§ Testo da esaminare
Cronache del virus fetente #06

di | 5 Aprile 2020

Giorgio arrivò giovedì scorso, di pomeriggio.

Nella nostra terapia intensiva era appena morta una signora anziana: aveva i capelli raccolti in una crocchia, come le nonne di una volta, e un viso gentilissimo. Meno di un’ora dopo avevano già telefonato in reparto per chiederci, con una timidezza del tutto inadeguata alla situazione di crisi che viviamo da settimane, se fosse possibile smaltire rapidamente il corpo. Proprio così: smaltire il corpo. Come se fosse un sacchetto dell’umido da portare nel bidone sotto casa.

Così, al posto della vecchia signora, arrivò Marco. Quasi cinquant’anni, messo malissimo, respirava come se l’aria fosse densa come un budino. Sistemandolo nel letto ci accorgemmo delle sue braccia tatuate: non c’era un centimetro quadrato di pelle libero, in quella teoria psichedelica di croci, piante rampicanti, visi di donna e rosari post-atomici. Su uno dei due avambracci c’era una scritta, l’unica: La potenza è nulla senza controllo. Pensai, in quel preciso momento, che nulla di più vero fosse mai stato scritto. In tutti i libri del mondo.

Poi lo abbiamo curarizzato, pronato e tenuto sotto controllo come un bambino piccolo, come fosse un figlio nostro. Il mercoledì successivo, o forse il giovedì, andava così tanto meglio che avevo pensato di estubarlo: ma i miei colleghi non erano d’accordo, mi mettevano in testa mille dubbi sullo svezzamento troppo rapido perché, dicevano, ti rendi conto di cosa vorrebbe dire reintubarlo un’altra volta?

Però, il pomeriggio dopo, al risveglio dopo una notte di guardia devastante, accesi il cellulare e c’era il whatsapp del primario nel gruppo del reparto: aveva deciso di estubarlo, si era preso tutta la responsabilità e lo aveva fatto. Passai il pomeriggio in un’estasi indescrivibile, mi sentivo come quando l’Italia vinse i mondiali nel 1982, incredulo e felicissimo, di una gioia tanto più grande quanto più era stata inattesa e insperata.

§ Materiale fornito
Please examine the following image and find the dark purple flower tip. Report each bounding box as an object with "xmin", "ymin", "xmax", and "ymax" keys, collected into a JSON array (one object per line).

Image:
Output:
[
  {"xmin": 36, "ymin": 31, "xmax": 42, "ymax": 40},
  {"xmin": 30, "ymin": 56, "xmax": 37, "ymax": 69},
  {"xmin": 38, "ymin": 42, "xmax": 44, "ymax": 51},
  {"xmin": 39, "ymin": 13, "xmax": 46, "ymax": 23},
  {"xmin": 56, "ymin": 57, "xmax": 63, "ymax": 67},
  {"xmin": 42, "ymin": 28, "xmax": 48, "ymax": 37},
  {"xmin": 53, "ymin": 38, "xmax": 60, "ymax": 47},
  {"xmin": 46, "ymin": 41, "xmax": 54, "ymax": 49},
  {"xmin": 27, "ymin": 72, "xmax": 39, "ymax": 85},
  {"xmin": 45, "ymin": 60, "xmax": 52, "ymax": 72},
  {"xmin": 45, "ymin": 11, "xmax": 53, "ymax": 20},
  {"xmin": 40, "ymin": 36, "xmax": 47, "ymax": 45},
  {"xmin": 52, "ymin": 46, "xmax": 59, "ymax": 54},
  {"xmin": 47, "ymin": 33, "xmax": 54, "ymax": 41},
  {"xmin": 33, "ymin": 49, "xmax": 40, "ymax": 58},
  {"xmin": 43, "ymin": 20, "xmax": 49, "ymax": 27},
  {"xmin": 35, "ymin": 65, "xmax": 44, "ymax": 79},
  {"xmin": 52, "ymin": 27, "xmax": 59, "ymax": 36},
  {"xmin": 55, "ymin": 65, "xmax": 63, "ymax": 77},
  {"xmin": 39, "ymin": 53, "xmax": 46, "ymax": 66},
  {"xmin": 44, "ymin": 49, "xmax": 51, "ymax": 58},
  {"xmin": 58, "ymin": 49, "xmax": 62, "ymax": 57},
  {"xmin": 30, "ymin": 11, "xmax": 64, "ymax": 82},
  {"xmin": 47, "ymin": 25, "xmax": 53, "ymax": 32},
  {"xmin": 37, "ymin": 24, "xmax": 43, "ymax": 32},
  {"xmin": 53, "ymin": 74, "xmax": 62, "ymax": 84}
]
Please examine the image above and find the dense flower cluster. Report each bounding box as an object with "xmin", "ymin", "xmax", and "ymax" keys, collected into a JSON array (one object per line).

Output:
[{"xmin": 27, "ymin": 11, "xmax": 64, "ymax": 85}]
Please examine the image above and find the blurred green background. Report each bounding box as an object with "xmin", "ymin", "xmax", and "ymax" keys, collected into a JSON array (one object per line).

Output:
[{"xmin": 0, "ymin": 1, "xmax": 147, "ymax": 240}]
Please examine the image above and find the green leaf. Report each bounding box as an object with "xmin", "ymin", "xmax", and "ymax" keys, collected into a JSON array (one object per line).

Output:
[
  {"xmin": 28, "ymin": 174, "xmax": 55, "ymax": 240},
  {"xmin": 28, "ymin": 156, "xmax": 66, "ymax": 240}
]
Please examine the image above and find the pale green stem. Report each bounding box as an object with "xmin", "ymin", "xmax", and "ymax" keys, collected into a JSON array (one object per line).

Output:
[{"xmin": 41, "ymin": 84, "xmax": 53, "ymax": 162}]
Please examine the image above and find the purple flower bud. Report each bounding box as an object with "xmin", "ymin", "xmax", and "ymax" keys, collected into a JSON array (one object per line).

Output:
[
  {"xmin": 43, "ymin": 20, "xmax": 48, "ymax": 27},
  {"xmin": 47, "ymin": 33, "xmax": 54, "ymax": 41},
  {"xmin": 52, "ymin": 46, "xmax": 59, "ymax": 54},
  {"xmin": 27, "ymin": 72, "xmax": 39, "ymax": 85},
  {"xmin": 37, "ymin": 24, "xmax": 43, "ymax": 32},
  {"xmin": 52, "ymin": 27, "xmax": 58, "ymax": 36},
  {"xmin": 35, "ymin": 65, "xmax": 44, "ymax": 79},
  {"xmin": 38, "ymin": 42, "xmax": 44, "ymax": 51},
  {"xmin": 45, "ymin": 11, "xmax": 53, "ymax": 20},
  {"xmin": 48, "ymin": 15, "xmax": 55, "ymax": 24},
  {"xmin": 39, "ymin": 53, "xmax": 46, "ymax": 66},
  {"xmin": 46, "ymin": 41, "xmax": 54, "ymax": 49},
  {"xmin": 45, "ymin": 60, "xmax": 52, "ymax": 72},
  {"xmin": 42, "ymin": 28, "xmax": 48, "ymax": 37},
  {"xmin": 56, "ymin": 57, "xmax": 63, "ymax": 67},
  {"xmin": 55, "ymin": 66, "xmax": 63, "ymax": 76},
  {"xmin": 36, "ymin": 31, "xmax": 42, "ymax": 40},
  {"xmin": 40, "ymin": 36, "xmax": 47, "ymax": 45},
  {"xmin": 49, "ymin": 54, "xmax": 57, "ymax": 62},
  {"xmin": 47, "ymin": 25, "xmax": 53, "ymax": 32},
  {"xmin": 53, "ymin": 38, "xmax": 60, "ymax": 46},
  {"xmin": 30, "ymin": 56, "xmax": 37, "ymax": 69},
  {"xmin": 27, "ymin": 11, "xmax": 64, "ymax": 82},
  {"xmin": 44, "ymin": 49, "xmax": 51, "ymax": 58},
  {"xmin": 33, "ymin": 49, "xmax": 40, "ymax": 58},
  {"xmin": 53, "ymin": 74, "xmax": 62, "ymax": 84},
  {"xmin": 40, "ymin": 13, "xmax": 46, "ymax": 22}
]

§ Usa le informazioni
**a.** Nella cronaca dalla terapia intensiva, elenca tutte le figure tatuate sulle braccia di Marco, senza contare la scritta.
**b.** Prosegui la cronaca dalla terapia intensiva, cominciando subito dopo la sua ultima frase.
Per questo lavoro i dati non servono.

§ Elenco risposte
**a.** Croci, piante rampicanti, visi di donna, rosari post-atomici.

**b.**
Ma ieri sera, di ritorno in ospedale per la guardia notturna, Giorgio respirava di nuovo male e aveva il cuore a mille. La mia collega mi guardava con gli occhi lucidi mentre diceva: Secondo te bisogna che lo reintubiamo? E invece, per fortuna, abbiamo saputo attendere ancora un po’, fino a capire finalmente che il problema erano i farmaci: glieli avevamo ridotti troppo in fretta, Giorgio era in una specie di astinenza. Però la notte l’ha passata bene, nel suo casco C-pap, e aveva sete, e ci ha chiesto mille volte di bere, e ha bevuto un casino.

Stamattina stava davvero meglio, ho provato a togliergli il casco. Gli ho chiesto: Come si chiama tua moglie? La sua voce era ancora strana, ci mette un po’ di tempo a tornare normale dopo l’estubazione, mentre mi rispondeva: Non è mia moglie, però viviamo insieme da dodici anni e abbiamo un figlio insieme.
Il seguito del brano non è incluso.